*** Opening Record set ***

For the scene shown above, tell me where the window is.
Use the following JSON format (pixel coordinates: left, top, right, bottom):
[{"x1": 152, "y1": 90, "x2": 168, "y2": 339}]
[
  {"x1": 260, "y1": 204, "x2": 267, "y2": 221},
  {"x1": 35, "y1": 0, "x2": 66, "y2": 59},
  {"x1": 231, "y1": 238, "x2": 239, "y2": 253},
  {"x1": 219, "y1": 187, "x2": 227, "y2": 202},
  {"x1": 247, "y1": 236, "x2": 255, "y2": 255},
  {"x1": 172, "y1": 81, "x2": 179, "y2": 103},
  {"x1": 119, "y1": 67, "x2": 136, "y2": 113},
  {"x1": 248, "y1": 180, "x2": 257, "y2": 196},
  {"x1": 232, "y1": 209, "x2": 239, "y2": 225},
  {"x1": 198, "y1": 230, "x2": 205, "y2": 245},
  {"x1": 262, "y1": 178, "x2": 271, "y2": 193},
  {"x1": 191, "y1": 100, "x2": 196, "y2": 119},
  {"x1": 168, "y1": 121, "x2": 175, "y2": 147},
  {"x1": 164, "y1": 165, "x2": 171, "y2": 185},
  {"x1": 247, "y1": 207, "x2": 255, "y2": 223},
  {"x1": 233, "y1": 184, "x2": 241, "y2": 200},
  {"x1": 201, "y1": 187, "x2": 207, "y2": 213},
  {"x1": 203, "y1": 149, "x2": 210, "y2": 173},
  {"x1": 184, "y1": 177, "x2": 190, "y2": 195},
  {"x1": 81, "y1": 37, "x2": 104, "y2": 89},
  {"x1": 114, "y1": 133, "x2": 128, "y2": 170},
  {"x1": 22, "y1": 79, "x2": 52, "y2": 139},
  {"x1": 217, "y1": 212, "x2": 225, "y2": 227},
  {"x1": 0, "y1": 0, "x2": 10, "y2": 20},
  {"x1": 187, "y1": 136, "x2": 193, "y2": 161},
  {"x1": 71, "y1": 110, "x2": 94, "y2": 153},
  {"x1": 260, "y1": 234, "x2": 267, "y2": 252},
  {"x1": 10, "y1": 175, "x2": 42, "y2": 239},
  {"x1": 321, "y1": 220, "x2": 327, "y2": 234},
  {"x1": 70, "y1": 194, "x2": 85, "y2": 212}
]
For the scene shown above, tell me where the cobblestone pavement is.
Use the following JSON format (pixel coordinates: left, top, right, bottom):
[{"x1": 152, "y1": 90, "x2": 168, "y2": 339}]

*** Closing Record set ***

_Work task_
What are the lines above that hold the string "tell"? Copy them.

_Task answer_
For the scene shown above, tell me where the window is.
For the scene shown above, tell me where the cobblestone pavement is.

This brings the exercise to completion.